▶ _STATED GOAL A_
Restate word for word the portion of the USERRA opinion below, everything from "Plaintiff Caonaissa Won, a" down to "improperly named defendants.".

▶ _PAGE_
START

NICHOLAS G. GARAUFIS UNITED STATES DISTRICT JUDGE

This case arises under the Uniformed Services Employment and Reemployment Rights Act of 1994 (“USERRA”), which was enacted to fortify and expand employment protections for veterans and uniformed military service members.

Plaintiff Caonaissa Won, a former employee in an Amazon warehouse and an Army reservist, alleges that Amazon.com, Inc., Amazon.com Services LLC, and Amazon.com Sales, Inc. (collectively Amazon) violated 38 U.S.C. § 4316(b) by adopting employment policies disfavoring servicemembers taking shortterm leaves of absence for military training. Amazon moves to dismiss Won's Amended Complaint pursuant to Federal Rule of Civil Procedure 12(b)(1), for lack of standing, and Rule 12(b)(6), for failure to state a claim. Amazon also moves to dismiss on the grounds that Won's suit is duplicative of an earlier suit she brought against the company. Finally, Amazon seeks to dismiss two entities as improperly named defendants.

For the following reasons, Amazon.com, Inc. and Amazon.com Sales Inc. are each DISMISSED from the case without prejudice, and Won's claims for injunctive and declaratory relief are DISMISSED. The motion to dismiss is otherwise DENIED.

I. BACKGROUND

Won worked at an Amazon warehouse in New York from July 1, 2019, until about September 6, 2019, earning $17.50 an hour.[1](Am. Compl. (Dkt. 18) ¶ 49.) At the same time, she was an activeduty member of the United States Army Reserve, which required periodic and mandatory trainings. (Id. ¶ 51.) To complete those trainings, she took two short-term leaves of absence while employed by Amazon. (Id. ¶¶ 51-52.) The first was from August 11 to August 21, 2019, and the second from August 22 to September 6, 2019. (Id. ¶ 52.)

END

▶ _STATED GOAL B_
Quote the entries below, everything from the line containing "Target: red cherry" down to the last line of the entries.

▶ _PROVIDED RECORDS_

START

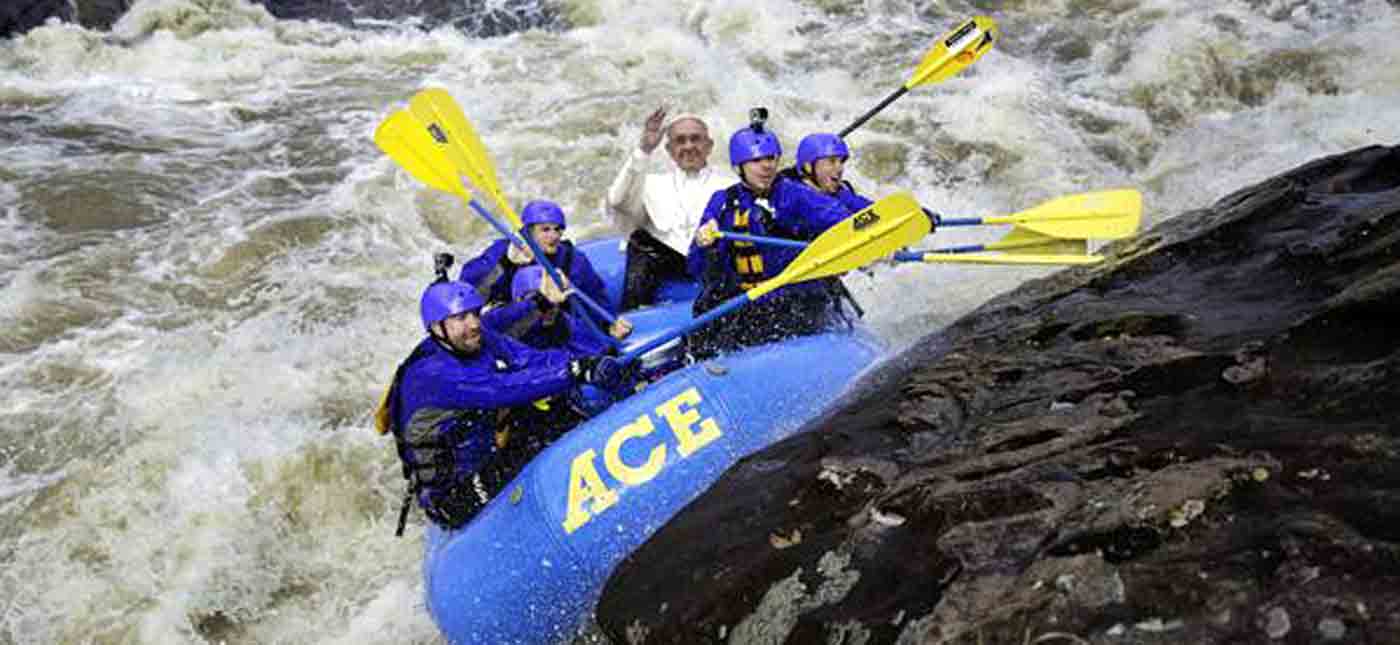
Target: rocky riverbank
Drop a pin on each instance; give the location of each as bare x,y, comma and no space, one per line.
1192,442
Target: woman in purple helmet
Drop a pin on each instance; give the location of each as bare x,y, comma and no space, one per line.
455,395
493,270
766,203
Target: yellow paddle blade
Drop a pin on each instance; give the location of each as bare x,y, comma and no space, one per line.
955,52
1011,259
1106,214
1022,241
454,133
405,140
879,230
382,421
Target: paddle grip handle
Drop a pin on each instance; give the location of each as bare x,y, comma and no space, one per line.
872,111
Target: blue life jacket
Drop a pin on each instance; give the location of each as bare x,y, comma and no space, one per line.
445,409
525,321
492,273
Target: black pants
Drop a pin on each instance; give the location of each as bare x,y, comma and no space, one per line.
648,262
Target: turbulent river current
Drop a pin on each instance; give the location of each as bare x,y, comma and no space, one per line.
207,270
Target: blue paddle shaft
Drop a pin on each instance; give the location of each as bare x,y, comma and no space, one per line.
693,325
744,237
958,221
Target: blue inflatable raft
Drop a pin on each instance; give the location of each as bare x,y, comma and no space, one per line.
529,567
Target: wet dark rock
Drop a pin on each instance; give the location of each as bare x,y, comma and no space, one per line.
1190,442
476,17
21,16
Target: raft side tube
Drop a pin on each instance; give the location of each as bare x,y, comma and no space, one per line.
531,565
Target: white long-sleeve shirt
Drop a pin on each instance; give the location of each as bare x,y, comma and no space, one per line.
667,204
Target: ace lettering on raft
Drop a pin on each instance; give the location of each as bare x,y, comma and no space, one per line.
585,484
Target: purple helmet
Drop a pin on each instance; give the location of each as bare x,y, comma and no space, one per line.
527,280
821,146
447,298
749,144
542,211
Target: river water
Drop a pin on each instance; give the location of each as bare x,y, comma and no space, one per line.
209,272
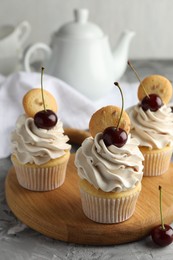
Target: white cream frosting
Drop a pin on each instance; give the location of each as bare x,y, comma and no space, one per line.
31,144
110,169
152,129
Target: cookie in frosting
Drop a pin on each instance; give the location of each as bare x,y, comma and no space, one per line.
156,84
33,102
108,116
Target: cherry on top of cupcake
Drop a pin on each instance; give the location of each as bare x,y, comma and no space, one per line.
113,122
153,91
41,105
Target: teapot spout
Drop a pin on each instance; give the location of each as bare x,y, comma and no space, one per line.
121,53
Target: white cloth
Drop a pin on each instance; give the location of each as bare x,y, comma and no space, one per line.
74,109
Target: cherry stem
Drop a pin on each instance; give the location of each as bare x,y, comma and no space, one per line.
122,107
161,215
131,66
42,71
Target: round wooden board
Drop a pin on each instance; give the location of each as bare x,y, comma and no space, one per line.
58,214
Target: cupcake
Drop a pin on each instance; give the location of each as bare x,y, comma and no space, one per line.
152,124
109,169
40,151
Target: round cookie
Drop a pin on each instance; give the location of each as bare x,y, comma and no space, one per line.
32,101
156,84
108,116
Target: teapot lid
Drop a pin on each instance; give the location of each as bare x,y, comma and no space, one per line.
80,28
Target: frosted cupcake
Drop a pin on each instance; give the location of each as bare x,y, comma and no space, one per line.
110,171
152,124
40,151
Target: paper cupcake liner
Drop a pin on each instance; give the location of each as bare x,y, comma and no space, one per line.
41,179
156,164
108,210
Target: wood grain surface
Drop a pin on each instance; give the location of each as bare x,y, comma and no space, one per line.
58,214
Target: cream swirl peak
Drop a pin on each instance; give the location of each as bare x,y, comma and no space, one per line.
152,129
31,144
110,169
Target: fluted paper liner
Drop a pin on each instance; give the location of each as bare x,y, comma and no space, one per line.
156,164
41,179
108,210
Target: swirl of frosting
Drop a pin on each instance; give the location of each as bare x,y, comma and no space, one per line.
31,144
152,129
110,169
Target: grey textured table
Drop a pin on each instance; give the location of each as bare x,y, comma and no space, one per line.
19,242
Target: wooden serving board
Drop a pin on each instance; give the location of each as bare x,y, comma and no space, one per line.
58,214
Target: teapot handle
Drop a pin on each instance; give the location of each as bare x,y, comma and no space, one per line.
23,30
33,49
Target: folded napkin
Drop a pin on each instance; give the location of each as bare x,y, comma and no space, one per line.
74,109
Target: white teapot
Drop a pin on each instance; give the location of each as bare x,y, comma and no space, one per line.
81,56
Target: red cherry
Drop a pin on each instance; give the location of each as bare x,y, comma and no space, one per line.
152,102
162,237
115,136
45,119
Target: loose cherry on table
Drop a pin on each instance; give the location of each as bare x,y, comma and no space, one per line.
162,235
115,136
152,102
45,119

END

▶ _REPLY A_
Plaintiff Caonaissa Won, a former employee in an Amazon warehouse and an Army reservist, alleges that Amazon.com, Inc., Amazon.com Services LLC, and Amazon.com Sales, Inc. (collectively Amazon) violated 38 U.S.C. § 4316(b) by adopting employment policies disfavoring servicemembers taking shortterm leaves of absence for military training. Amazon moves to dismiss Won's Amended Complaint pursuant to Federal Rule of Civil Procedure 12(b)(1), for lack of standing, and Rule 12(b)(6), for failure to state a claim. Amazon also moves to dismiss on the grounds that Won's suit is duplicative of an earlier suit she brought against the company. Finally, Amazon seeks to dismiss two entities as improperly named defendants.

▶ _REPLY B_
Target: red cherry
Drop a pin on each instance; give the location of each as bare x,y, comma and no space, one per line.
152,102
162,237
115,136
45,119
Target: loose cherry on table
Drop a pin on each instance; give the location of each as bare x,y, comma and no space, one per line.
162,235
115,136
152,102
45,119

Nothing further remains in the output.